**WHAT THE EXERCISE ASKS:**
Search the data for "bridge". Each line containing it is to be copied.

**AVAILABLE DATA:**
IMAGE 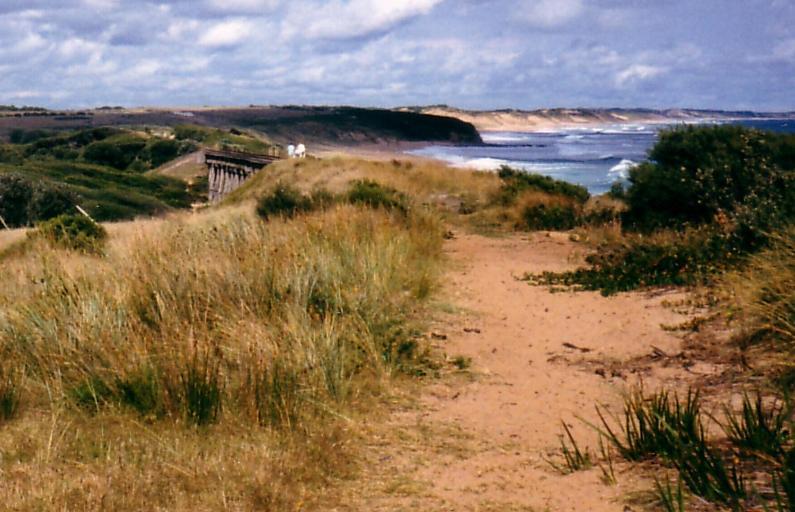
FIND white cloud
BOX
[522,0,584,27]
[205,0,280,12]
[615,64,667,87]
[287,0,442,40]
[199,19,254,47]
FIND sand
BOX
[345,230,696,511]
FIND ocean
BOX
[408,119,795,195]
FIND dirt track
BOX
[348,231,694,511]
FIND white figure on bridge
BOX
[287,144,295,158]
[295,143,306,158]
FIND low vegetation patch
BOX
[346,179,409,215]
[518,191,581,231]
[31,214,107,253]
[577,386,795,510]
[530,227,736,295]
[256,184,317,220]
[496,166,590,205]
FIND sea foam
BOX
[608,159,637,179]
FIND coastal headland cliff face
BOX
[0,106,482,146]
[406,106,795,132]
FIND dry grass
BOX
[722,226,795,353]
[0,227,27,253]
[0,202,445,509]
[224,157,501,218]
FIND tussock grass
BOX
[721,393,789,458]
[0,201,444,507]
[723,226,795,353]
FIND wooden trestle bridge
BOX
[204,148,282,203]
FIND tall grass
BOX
[0,202,443,506]
[723,226,795,353]
[0,205,442,426]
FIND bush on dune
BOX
[0,174,78,227]
[347,179,410,215]
[32,214,107,253]
[517,190,581,231]
[496,166,590,206]
[256,184,316,220]
[624,126,795,247]
[533,126,795,294]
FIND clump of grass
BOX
[256,183,316,220]
[596,387,749,507]
[777,447,795,511]
[451,355,472,370]
[69,375,115,413]
[597,435,617,485]
[595,388,704,462]
[721,393,789,458]
[655,475,686,512]
[0,365,20,423]
[115,365,162,417]
[547,422,593,474]
[518,191,581,231]
[723,226,795,353]
[249,356,304,429]
[347,180,409,215]
[32,214,107,253]
[176,348,223,426]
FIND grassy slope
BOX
[0,181,446,510]
[225,156,499,206]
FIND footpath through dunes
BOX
[345,231,695,512]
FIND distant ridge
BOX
[399,106,795,132]
[0,105,482,146]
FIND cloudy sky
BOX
[1,0,793,111]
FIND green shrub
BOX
[27,183,77,223]
[8,128,53,145]
[347,180,409,214]
[256,184,315,220]
[83,137,147,170]
[173,124,211,142]
[34,214,108,252]
[530,227,735,295]
[0,173,33,227]
[624,126,795,243]
[496,166,590,205]
[142,139,197,169]
[522,201,579,230]
[607,181,627,201]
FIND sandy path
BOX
[347,231,693,511]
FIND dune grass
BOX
[0,201,444,509]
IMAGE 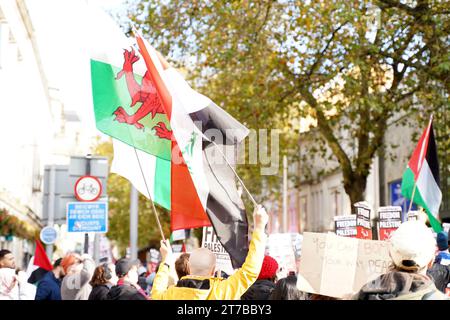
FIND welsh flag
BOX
[90,8,250,267]
[401,117,442,232]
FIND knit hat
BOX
[437,231,449,251]
[258,255,278,280]
[389,221,436,271]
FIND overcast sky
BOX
[25,0,128,139]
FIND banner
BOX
[266,233,297,274]
[201,226,234,275]
[297,232,391,299]
[377,206,402,241]
[334,215,357,237]
[354,202,372,239]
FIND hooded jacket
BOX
[427,263,450,293]
[35,271,61,300]
[354,271,449,300]
[241,279,275,300]
[61,255,95,300]
[0,268,36,300]
[88,284,111,300]
[106,283,147,300]
[151,229,267,300]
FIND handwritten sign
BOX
[354,202,372,239]
[334,215,357,237]
[202,226,234,275]
[378,206,402,241]
[297,232,391,299]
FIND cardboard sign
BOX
[297,232,391,299]
[334,215,357,237]
[267,233,297,273]
[354,202,372,239]
[201,227,234,275]
[378,206,402,241]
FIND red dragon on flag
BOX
[113,48,172,140]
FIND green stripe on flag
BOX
[402,168,442,232]
[154,157,171,210]
[91,59,171,160]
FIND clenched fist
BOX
[253,205,269,232]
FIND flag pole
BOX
[210,140,258,207]
[407,182,417,215]
[132,147,166,241]
[406,114,434,218]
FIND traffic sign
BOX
[40,226,58,244]
[67,201,108,233]
[74,176,102,202]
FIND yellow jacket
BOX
[151,229,267,300]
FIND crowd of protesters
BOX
[1,205,449,300]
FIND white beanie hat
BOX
[389,220,436,271]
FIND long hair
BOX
[269,275,306,300]
[90,264,110,287]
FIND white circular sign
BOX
[40,226,58,245]
[74,175,102,202]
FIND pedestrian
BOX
[0,249,16,269]
[88,263,118,300]
[137,265,149,293]
[241,255,278,300]
[0,268,36,300]
[269,275,307,300]
[35,258,64,300]
[354,221,449,300]
[151,205,269,300]
[106,258,148,300]
[60,253,95,300]
[174,253,190,279]
[435,231,450,265]
[427,231,450,293]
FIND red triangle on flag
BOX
[34,239,53,271]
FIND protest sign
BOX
[378,206,402,241]
[147,248,161,273]
[354,202,372,239]
[202,226,234,275]
[443,223,450,235]
[407,211,419,221]
[297,232,391,299]
[266,233,297,274]
[334,215,357,237]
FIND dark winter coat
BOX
[88,284,111,300]
[427,263,450,293]
[354,271,449,300]
[241,279,275,300]
[35,271,61,301]
[106,284,147,300]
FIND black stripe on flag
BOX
[190,102,250,268]
[426,123,440,187]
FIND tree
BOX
[127,0,449,205]
[93,139,171,255]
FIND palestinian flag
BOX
[27,239,52,284]
[401,117,442,232]
[90,12,250,267]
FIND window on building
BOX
[436,104,450,220]
[300,195,307,232]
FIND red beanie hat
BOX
[258,255,278,280]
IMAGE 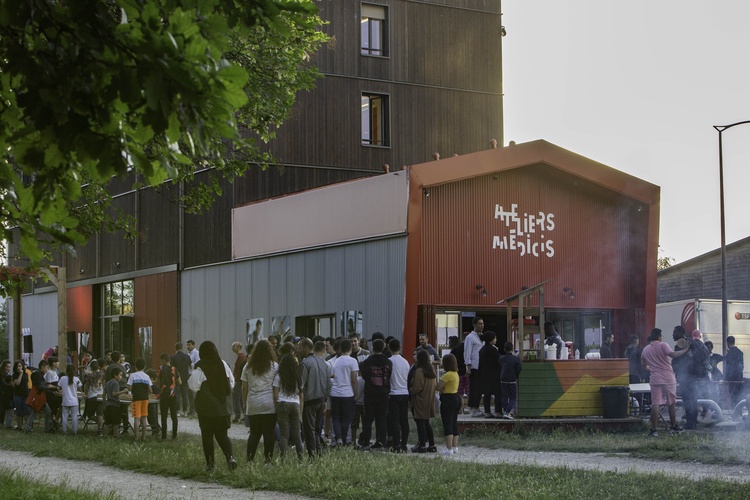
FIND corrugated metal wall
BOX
[181,237,407,356]
[16,292,57,358]
[419,165,649,309]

**RESULT:**
FIND white figure on bridge
FIND wooden trestle bridge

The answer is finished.